COMPITO ASSEGNATO A ▸ Nel testo sul «sistema G-7», in quale anno si è tenuto il vertice di Tokio di cui si cita la Dichiarazione finale?
COMPITO ASSEGNATO B ▸ Trascrivi fedelmente il passo del testo sul «sistema G-7» a partire da "Dopo aver ricostruito" fino a "le conversazioni informali.".
COMPITO ASSEGNATO C ▸ Secondo il testo sul «sistema G-7», con quali misure i Sette, nella Dichiarazione finale del vertice di Tokio, hanno proposto di rendere meno cerimoniali i vertici? Elencale tutte.

╭─ TESTO FORNITO

In verità, funzioni di tale natura, potrebbero essere svolte, teoricamente, anche dagli sherpa: affidare questi compiti alla riunione dei vice primi ministri presenterebbe però l'indubbio vantaggio di assicurare un più alto grado di efficacia all'attività di monitoraggio essendo coinvolti, direttamente, i singoli governi nazionali che, in gran parte, sono immediatamente destinatari delle decisioni dei vertici.

Considerazioni conclusive sulla riorganizzazione del «sistema G-7». Alla luce delle considerazioni che precedono emerge l'esigenza, che d'altronde era già stata anticipata, di sviluppare l'apparato istituzionale del «sistema» favorendo ciò la possibilità di ridurre il lavoro di routine ed il grado di burocratizzazione della riunione al vertice.

In altri termini emerge con chiarezza che l'esigenza di alleviare il lavoro del vertice, di renderlo meno formale, più personale e orientato all'elaborazione delle grandi scelte strategiche, comporta, inevitabilmente, un certo aggravio di lavoro ed un certo appesantimento istituzionale del «sistema G-7».

Questa considerazione deve essere letta, altresì, in collegamento con i nuovi obiettivi che si intendono perseguire mediante l'esercizio diplomatico del G-7: si tratta di obiettivi ambiziosi, complessi e di lunga durata che richiedono necessariamente un'adeguata struttura che consenta la concreta elaborazione di nuove strategie e di decisioni rapide ed efficaci. Rispetto a tutto ciò le conseguenze evidenziate in precedenza relative ad un certo appesantimento del meccanismo istituzionale non sembrano essere tali da sollevare problematiche insormontabili.

2.1.2. La riorganizzazione della riunione al vertice

Dopo aver ricostruito la nuova configurazione che dovrebbe assumere il «sistema G-7», si deve soffermare l'attenzione sulle modalità di riorganizzazione della riunione del vertice. In proposito si deve ricordare che ripetutamente i capi di stato o di governo hanno manifestato il desiderio e l'auspicio che le riunioni al vertice ritornino alla loro concezione iniziale di una riunione nella quale sia possibile una discussione libera e franca su vari problemi di interesse comune. Significativo è al riguardo il paragrafo della Dichiarazione finale del vertice di Tokio del 1993 nella quale i Sette hanno espresso l'opportunità di rendere meno cerimoniali i vertici, riducendo il numero delle persone coinvolte, dedicando meno attenzione al documento finale ed assicurando maggior tempo per le conversazioni informali.

╰─
╭─ MATERIALE

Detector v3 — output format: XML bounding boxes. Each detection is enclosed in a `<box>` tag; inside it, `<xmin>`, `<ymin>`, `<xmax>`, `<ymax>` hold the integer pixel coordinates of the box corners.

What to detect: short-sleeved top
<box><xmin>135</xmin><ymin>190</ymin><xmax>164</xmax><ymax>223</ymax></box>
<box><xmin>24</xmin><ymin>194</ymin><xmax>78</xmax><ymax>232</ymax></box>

╰─

ESITO DEL COMPITO A ▸ Nel 1993.

ESITO DEL COMPITO B ▸
Dopo aver ricostruito la nuova configurazione che dovrebbe assumere il «sistema G-7», si deve soffermare l'attenzione sulle modalità di riorganizzazione della riunione del vertice. In proposito si deve ricordare che ripetutamente i capi di stato o di governo hanno manifestato il desiderio e l'auspicio che le riunioni al vertice ritornino alla loro concezione iniziale di una riunione nella quale sia possibile una discussione libera e franca su vari problemi di interesse comune. Significativo è al riguardo il paragrafo della Dichiarazione finale del vertice di Tokio del 1993 nella quale i Sette hanno espresso l'opportunità di rendere meno cerimoniali i vertici, riducendo il numero delle persone coinvolte, dedicando meno attenzione al documento finale ed assicurando maggior tempo per le conversazioni informali.

ESITO DEL COMPITO C ▸
- Ridurre il numero delle persone coinvolte.
- Dedicare meno attenzione al documento finale.
- Assicurare maggior tempo per le conversazioni informali.